--- begin Exercise inputs ---
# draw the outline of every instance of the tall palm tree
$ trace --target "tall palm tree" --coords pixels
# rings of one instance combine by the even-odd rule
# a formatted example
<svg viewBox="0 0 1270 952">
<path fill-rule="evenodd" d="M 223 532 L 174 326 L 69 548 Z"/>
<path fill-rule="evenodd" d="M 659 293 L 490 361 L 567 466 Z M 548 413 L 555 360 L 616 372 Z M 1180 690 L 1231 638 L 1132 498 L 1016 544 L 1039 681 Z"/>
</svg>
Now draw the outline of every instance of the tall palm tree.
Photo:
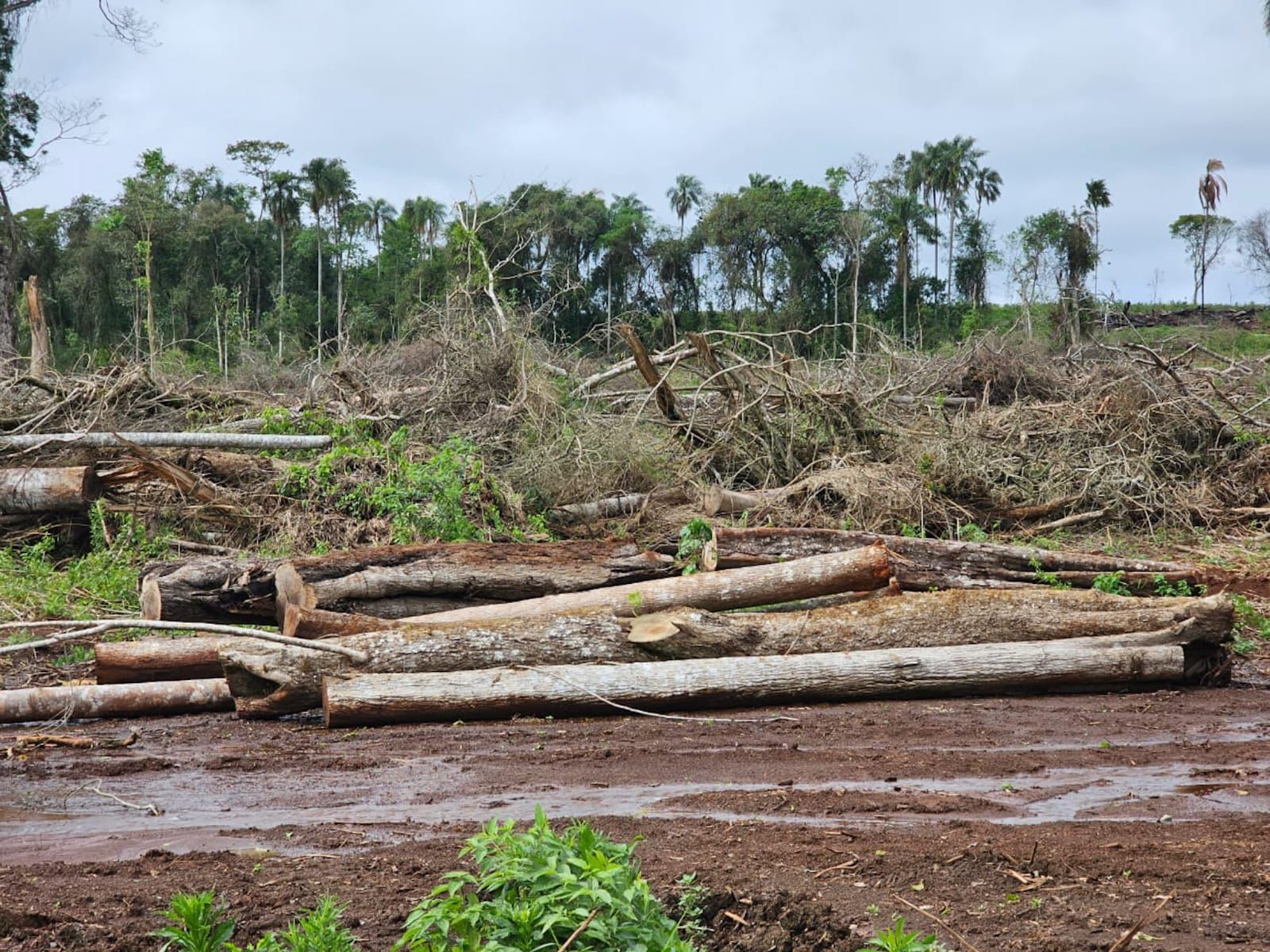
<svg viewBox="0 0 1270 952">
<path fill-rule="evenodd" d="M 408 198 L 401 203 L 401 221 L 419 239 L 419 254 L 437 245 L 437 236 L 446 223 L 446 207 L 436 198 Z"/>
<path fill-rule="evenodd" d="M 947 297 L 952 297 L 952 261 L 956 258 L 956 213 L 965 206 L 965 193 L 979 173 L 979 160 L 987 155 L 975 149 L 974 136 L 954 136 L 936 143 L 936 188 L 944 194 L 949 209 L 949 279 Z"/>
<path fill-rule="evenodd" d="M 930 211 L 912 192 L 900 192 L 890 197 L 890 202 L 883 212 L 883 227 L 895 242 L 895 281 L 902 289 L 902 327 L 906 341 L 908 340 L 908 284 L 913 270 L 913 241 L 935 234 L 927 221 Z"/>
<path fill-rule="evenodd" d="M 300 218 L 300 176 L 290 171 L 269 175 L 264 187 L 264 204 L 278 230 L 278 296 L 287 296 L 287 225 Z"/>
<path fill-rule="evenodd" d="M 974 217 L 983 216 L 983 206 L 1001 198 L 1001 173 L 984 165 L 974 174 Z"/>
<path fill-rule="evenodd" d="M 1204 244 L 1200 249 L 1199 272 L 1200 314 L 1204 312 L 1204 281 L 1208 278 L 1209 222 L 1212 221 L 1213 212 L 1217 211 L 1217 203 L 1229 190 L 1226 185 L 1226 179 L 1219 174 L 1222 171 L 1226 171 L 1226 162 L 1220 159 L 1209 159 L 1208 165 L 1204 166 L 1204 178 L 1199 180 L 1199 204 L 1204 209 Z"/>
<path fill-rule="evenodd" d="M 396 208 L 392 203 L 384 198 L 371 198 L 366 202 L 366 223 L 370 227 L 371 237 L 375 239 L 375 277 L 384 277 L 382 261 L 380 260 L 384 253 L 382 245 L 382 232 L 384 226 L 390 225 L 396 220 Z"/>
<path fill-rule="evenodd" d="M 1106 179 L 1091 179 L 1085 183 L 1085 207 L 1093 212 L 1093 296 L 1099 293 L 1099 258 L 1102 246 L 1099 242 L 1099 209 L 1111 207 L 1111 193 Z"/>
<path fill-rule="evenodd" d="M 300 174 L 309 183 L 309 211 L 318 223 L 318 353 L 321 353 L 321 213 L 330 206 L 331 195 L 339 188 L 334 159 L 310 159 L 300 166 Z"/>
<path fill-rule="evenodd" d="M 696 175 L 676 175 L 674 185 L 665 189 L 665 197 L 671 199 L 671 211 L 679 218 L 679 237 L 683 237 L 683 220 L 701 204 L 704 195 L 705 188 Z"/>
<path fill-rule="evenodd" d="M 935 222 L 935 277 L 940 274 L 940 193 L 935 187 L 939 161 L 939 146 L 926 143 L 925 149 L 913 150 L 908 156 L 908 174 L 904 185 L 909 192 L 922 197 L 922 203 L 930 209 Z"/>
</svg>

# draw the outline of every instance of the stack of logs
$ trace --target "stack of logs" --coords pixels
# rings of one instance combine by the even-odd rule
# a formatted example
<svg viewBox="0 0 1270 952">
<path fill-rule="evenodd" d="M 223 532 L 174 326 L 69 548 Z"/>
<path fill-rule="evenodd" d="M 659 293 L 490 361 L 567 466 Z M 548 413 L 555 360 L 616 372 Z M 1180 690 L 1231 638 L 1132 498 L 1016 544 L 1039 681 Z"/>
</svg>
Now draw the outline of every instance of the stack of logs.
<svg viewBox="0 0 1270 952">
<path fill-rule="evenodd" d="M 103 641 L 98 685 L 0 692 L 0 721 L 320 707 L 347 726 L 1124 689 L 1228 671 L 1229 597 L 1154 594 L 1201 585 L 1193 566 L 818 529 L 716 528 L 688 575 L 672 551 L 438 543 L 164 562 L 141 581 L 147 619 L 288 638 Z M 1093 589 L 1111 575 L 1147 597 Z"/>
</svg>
--- end Exercise inputs ---
Can you give every line of the entries above as a numbered list, leaving out blank lines and any pictures?

1. # draw the outline of every instance of the tall palm tree
2. $ trace --target "tall palm tree" --coords pixels
3. # rings of one instance combine by the even-odd rule
4. # a formatted example
5. <svg viewBox="0 0 1270 952">
6. <path fill-rule="evenodd" d="M 223 532 L 174 326 L 69 548 Z"/>
7. <path fill-rule="evenodd" d="M 659 293 L 490 361 L 567 466 Z M 548 413 L 555 360 L 616 372 Z M 1180 690 L 1231 638 L 1132 498 L 1016 544 L 1039 681 Z"/>
8. </svg>
9. Now draw the outline of every instance of the tall palm tree.
10. Photo:
11. <svg viewBox="0 0 1270 952">
12. <path fill-rule="evenodd" d="M 408 198 L 401 203 L 401 221 L 419 239 L 419 254 L 437 245 L 437 236 L 446 223 L 446 207 L 436 198 Z"/>
13. <path fill-rule="evenodd" d="M 947 297 L 952 297 L 952 261 L 956 258 L 956 213 L 965 206 L 965 193 L 979 173 L 979 160 L 987 155 L 975 149 L 974 136 L 954 136 L 936 143 L 936 188 L 944 194 L 949 209 L 949 279 Z"/>
14. <path fill-rule="evenodd" d="M 930 211 L 912 192 L 900 192 L 890 197 L 890 202 L 883 212 L 883 227 L 895 242 L 895 281 L 902 289 L 902 327 L 906 341 L 908 340 L 908 284 L 913 270 L 913 241 L 935 234 L 927 221 Z"/>
15. <path fill-rule="evenodd" d="M 300 218 L 300 176 L 290 171 L 269 175 L 264 187 L 264 204 L 278 230 L 278 296 L 287 296 L 287 225 Z"/>
16. <path fill-rule="evenodd" d="M 974 217 L 983 216 L 983 206 L 1001 198 L 1001 173 L 984 165 L 974 174 Z"/>
17. <path fill-rule="evenodd" d="M 1204 244 L 1200 249 L 1199 272 L 1200 314 L 1204 312 L 1204 281 L 1208 278 L 1209 222 L 1212 221 L 1213 212 L 1217 211 L 1217 203 L 1229 190 L 1226 185 L 1226 179 L 1219 174 L 1222 171 L 1226 171 L 1226 162 L 1220 159 L 1209 159 L 1208 165 L 1204 166 L 1204 178 L 1199 180 L 1199 204 L 1204 209 Z"/>
18. <path fill-rule="evenodd" d="M 396 208 L 392 203 L 384 198 L 371 198 L 366 202 L 366 223 L 370 227 L 371 237 L 375 239 L 375 277 L 384 277 L 382 261 L 380 260 L 384 253 L 382 245 L 382 232 L 384 226 L 390 225 L 396 220 Z"/>
19. <path fill-rule="evenodd" d="M 1106 179 L 1091 179 L 1085 183 L 1085 207 L 1093 212 L 1093 296 L 1099 293 L 1099 258 L 1102 246 L 1099 242 L 1099 209 L 1111 207 L 1111 193 Z"/>
20. <path fill-rule="evenodd" d="M 300 174 L 309 183 L 309 211 L 318 223 L 318 353 L 321 353 L 321 213 L 330 206 L 331 195 L 339 188 L 334 159 L 310 159 L 300 166 Z"/>
21. <path fill-rule="evenodd" d="M 696 175 L 676 175 L 674 185 L 665 189 L 665 197 L 671 199 L 671 211 L 679 218 L 679 237 L 683 237 L 683 220 L 701 204 L 704 195 L 705 188 Z"/>
22. <path fill-rule="evenodd" d="M 935 222 L 935 277 L 940 274 L 940 193 L 935 187 L 939 161 L 939 146 L 926 143 L 925 149 L 913 150 L 908 156 L 908 174 L 904 185 L 909 192 L 922 197 L 922 203 L 930 209 Z"/>
23. </svg>
24. # draw the outline of every instance of the stack of logs
25. $ trace --target "stack of logs" --coords pixels
26. # rings of one instance combine by the even-odd rule
27. # a formatted example
28. <svg viewBox="0 0 1270 952">
29. <path fill-rule="evenodd" d="M 223 532 L 174 326 L 69 548 Z"/>
30. <path fill-rule="evenodd" d="M 659 293 L 490 361 L 567 466 Z M 548 413 L 555 360 L 616 372 Z M 1180 690 L 1231 638 L 1132 498 L 1016 544 L 1039 681 Z"/>
31. </svg>
32. Now draw the outline of every instance of the stack of logs.
33. <svg viewBox="0 0 1270 952">
34. <path fill-rule="evenodd" d="M 103 641 L 98 685 L 0 692 L 0 721 L 320 707 L 347 726 L 1124 689 L 1228 671 L 1229 597 L 1154 594 L 1201 585 L 1193 566 L 818 529 L 716 528 L 688 575 L 672 551 L 438 543 L 164 562 L 141 581 L 147 619 L 288 638 Z M 1093 589 L 1111 575 L 1147 597 Z"/>
35. </svg>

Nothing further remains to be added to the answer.